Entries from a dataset

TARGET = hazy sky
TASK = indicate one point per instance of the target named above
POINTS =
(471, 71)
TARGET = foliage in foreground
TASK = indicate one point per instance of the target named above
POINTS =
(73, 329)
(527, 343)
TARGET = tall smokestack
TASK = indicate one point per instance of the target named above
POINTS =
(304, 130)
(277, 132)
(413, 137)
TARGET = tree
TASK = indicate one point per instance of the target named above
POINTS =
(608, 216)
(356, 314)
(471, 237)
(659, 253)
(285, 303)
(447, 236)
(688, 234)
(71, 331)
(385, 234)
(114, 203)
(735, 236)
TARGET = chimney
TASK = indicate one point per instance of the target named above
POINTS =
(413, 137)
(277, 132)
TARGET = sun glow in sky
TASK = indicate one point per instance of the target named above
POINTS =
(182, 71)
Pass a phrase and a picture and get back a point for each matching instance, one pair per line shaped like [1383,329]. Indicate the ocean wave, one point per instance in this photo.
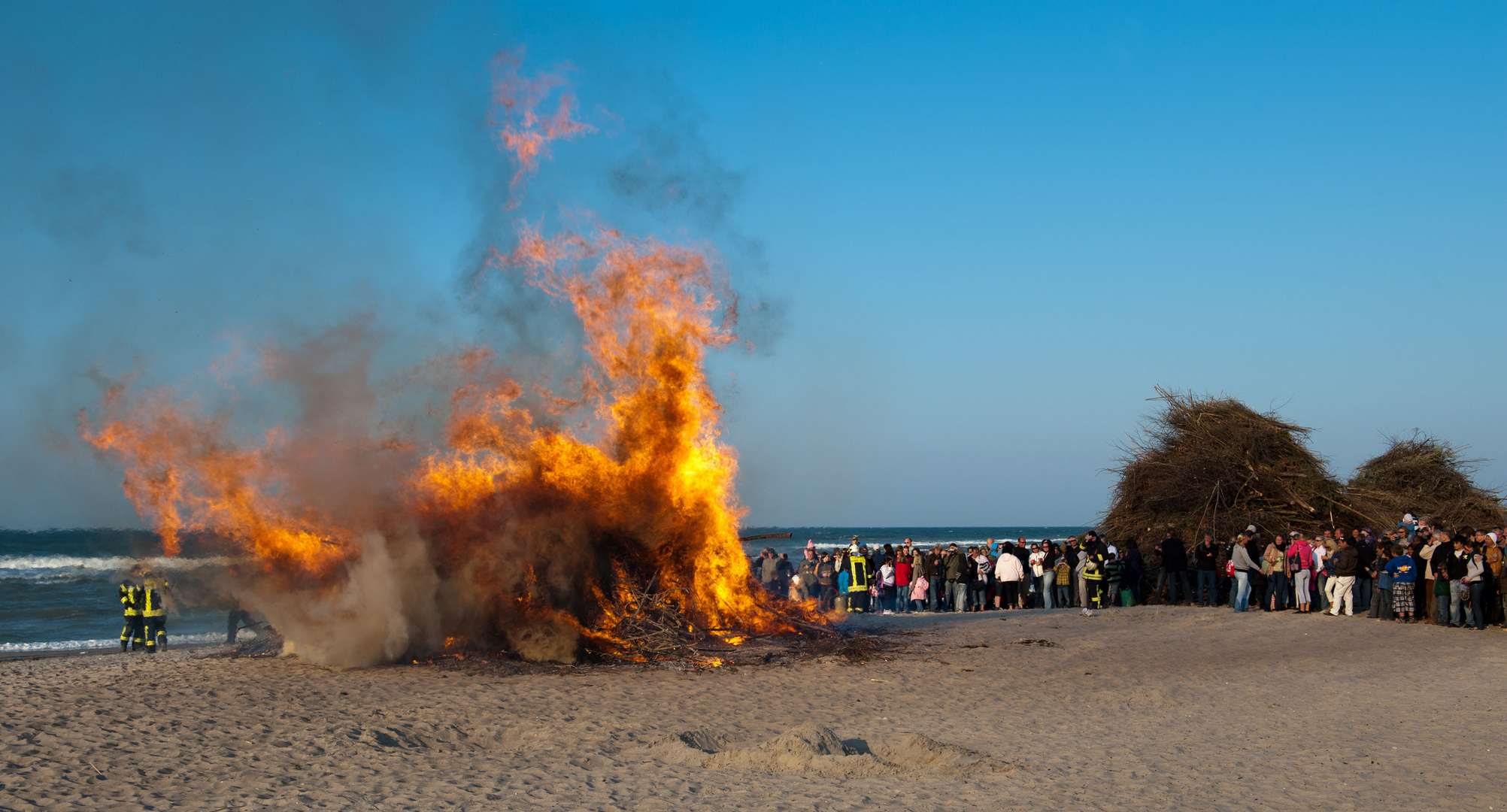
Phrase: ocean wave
[59,565]
[71,645]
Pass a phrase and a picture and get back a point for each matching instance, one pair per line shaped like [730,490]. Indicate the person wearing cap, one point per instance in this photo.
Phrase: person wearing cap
[933,571]
[807,574]
[1242,564]
[1206,556]
[1342,588]
[1175,568]
[956,571]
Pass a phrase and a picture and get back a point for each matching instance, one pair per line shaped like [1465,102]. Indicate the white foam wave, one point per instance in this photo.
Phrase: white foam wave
[71,645]
[61,565]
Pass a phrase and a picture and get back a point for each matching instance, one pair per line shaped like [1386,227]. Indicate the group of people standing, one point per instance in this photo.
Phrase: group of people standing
[909,577]
[144,601]
[1414,573]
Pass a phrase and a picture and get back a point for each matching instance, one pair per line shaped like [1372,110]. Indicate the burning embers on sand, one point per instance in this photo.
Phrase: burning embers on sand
[538,520]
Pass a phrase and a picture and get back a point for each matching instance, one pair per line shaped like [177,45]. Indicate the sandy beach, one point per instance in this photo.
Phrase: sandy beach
[1137,708]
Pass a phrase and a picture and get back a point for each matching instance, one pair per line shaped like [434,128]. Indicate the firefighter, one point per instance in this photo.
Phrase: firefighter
[133,598]
[1094,573]
[154,612]
[858,586]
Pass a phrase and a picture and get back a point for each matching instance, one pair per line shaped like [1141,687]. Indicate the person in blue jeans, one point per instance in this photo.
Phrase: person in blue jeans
[1475,583]
[1242,573]
[1206,558]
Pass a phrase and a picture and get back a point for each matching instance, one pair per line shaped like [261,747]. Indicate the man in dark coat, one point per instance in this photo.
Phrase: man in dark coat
[1175,564]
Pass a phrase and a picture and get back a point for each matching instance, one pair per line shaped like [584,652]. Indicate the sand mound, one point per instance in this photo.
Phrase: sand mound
[817,750]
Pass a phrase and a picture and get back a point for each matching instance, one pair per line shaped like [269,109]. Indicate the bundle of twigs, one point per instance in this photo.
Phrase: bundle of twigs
[1424,477]
[1217,465]
[654,626]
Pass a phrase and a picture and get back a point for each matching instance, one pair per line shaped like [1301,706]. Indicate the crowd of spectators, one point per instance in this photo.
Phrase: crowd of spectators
[1412,573]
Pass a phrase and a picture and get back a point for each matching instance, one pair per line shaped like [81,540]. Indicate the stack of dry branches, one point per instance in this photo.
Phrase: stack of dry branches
[1424,477]
[1217,465]
[654,626]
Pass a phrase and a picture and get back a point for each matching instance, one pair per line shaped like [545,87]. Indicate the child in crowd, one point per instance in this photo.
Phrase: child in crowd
[1402,573]
[1382,585]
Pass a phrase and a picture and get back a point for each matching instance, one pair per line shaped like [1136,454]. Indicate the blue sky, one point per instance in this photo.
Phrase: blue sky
[983,231]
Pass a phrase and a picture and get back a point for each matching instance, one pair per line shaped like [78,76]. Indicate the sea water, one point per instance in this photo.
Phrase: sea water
[61,588]
[61,585]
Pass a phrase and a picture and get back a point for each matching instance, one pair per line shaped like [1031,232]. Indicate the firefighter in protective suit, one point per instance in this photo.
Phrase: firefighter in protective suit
[154,612]
[858,586]
[133,601]
[1094,573]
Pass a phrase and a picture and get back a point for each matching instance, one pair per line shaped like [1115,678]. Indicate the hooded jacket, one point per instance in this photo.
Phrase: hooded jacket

■ **Problem to solve**
The records above are to be reproduced exactly; the pictures are to be left out.

■ **Expected answer**
TARGET = hazy sky
TASK = indicate one point per instance of the target named above
POINTS =
(471, 71)
TARGET = foliage in foreground
TASK = indicate one point per instance of the target named above
POINTS =
(73, 329)
(527, 343)
TARGET = tall smokestack
TASK = indicate one point per instance of the target named above
POINTS =
(304, 130)
(277, 132)
(413, 137)
TARGET = tree
TASK = indicate one point per instance of the target named above
POINTS =
(608, 216)
(356, 314)
(471, 237)
(659, 253)
(285, 303)
(447, 236)
(688, 234)
(71, 331)
(385, 234)
(114, 203)
(735, 236)
TARGET = chimney
TASK = indicate one point per instance of the target named above
POINTS =
(413, 137)
(277, 132)
TARGET = sun glow in sky
TASK = indicate one point per instance of the target named above
POINTS =
(182, 71)
Pass a phrase and a picture and get back a point for each matching instance, one pair per line shaped like [1383,329]. Indicate the ocean wave, one point per instance in this photo.
Phrase: ocean wave
[59,565]
[71,645]
Pass a phrase and a picture and get back a point for each matching instance, one pair per line shaped like [730,490]. Indicate the person wearing cap, one point per instance in this photo.
Phrase: person wearing cap
[933,571]
[807,574]
[1242,564]
[1206,556]
[1342,588]
[1175,568]
[956,571]
Pass a phrase and a picture and get back a point for each matching instance, one pair per line shaped like [1465,102]. Indicate the white foam wave, one point per instance in this photo.
Phrase: white foam wave
[71,645]
[61,565]
Pass a phrase and a picture and get back a point for each matching instance, one pair per line shaped like [1386,227]. Indicate the group of people standing, one point per instance in this photo.
Phrase: group of people standing
[909,577]
[144,601]
[1414,573]
Pass a phrase and a picture and get back a point for each matching instance, one pair per line shaped like [1372,110]. Indicate the burning embers on sand, one point per instance in this photo.
Phrase: burning embers on sand
[538,520]
Pass a phrase and a picture and get back a point for each matching instance, one pair per line shaped like [177,45]. Indicate the sandy beach, one point per instance in this photo.
Phrase: sandy beach
[1137,708]
Pass a phrase and a picture and get back a point for each matching instance, one pair per line shaped like [434,128]. Indicate the firefighter, one point per instance in this photo.
Phrase: firefighter
[133,598]
[1094,573]
[154,612]
[858,586]
Pass a phrase and a picture and get back a point for each matching instance, one pair per line shaped like [1141,687]. Indicate the person in blue jeans, one point per instance in this photo.
Phrase: person in blue jeans
[1475,583]
[1242,573]
[1206,558]
Pass a phrase and a picture and get back a point for each matching instance, one pair per line shaped like [261,747]. Indicate the man in dark coat, one point per instance in this photo.
Phrase: man in dark coat
[1175,564]
Pass a phrase and a picture and get back a point for each matching instance, one pair per line shaped like [584,652]. Indicate the sand mound, one point per instance in this photo.
Phrase: sand mound
[817,750]
Pass a phrase and a picture and get back a point for each matching instance, one pair per line shaped like [269,109]. Indicate the bundle of twigs, one point per instance in this photo.
Phrase: bundle of twigs
[1424,477]
[1217,465]
[654,626]
Pass a phrase and a picture and get back a point for each matching instance, one pair per line shaped like [1301,706]. Indicate the crowd of spectators, one point per instance in this photo.
Phrase: crowd of spectators
[1412,573]
Pass a phrase and a picture and get back a point for each matching instance, one pair per line shaped like [81,540]. Indicate the stack of dry branches, one point per instance in this photo.
Phrase: stack of dry branches
[1424,477]
[1217,465]
[654,626]
Pass a phrase and a picture and get back a point for each matching instance, one pair per line shaped like [545,87]. Indicate the child in crowd, one point per instance in this photo.
Phrase: child in crowd
[1402,573]
[1382,585]
Pass a phrase and a picture and get back a point for each matching instance, one pair per line shaped like [1136,454]. Indicate the blue sky, one point per instance in this photo.
Phrase: blue sky
[983,231]
Pass a phrase and a picture and get back a point for each matching instance, one pair per line shaped like [78,76]. Indicate the sea water, one point per instance in this photo.
Phrase: sea water
[61,588]
[61,585]
Pass a phrase and a picture and get back a point for each matching instance, one pair per line shaped like [1031,232]. Indicate the firefighter in protective suit, one point per instance in this photo.
Phrase: firefighter in protective suit
[154,612]
[858,586]
[133,601]
[1094,573]
Pass a phrase and a picture and get back a point for each matching instance, one pair per line shaped like [1115,678]. Indicate the hooded jacket, one point per instance in this photo.
Phrase: hooded jacket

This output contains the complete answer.